The Washington Post says Obama "will call for a broad 'competitiveness' initiative in Tuesday night's State of the Union address, proposing a series of steps the United States should take to retain its standing as the world's largest and most influential economy." Wait, there's more:

In a speech Friday at General Electric plant in Upstate New York, Obama said that the "new mission" of his administration's policies would be to "do everything we can to ensure that businesses can take root and folks can find good jobs and America is leading the global competition that will determine our success in the 21st century."

What form will that competitiveness mission take? Increased spending, of course, especially when it comes to education and infrastructure. As The New York Times puts it, here's the crux of it all: 

When President Obama uses his State of the Union address on Tuesday to rally America to "outbuild" other nations, he will face an unusual challenge: getting Republicans to embrace public works projects again as the kind of worthy bacon they have traditionally fought to bring home, and not as wasteful pork that should be spurned.

### What the task requires
Summarize the excerpt on Obama's competitiveness initiative in two sentences. The data that come after the excerpt are separate material and not part of it.

### Provided data
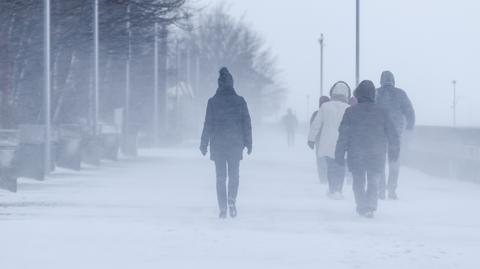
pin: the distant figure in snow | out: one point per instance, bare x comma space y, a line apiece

### Written reply
The Washington Post reports that Obama will propose a broad competitiveness initiative in his State of the Union address to help the United States keep its standing as the world's largest and most influential economy, a "new mission" he described in a Friday speech at a General Electric plant in Upstate New York. The initiative centers on increased spending, especially on education and infrastructure, and The New York Times notes that Obama faces the challenge of getting Republicans to see public works projects as worthy rather than wasteful.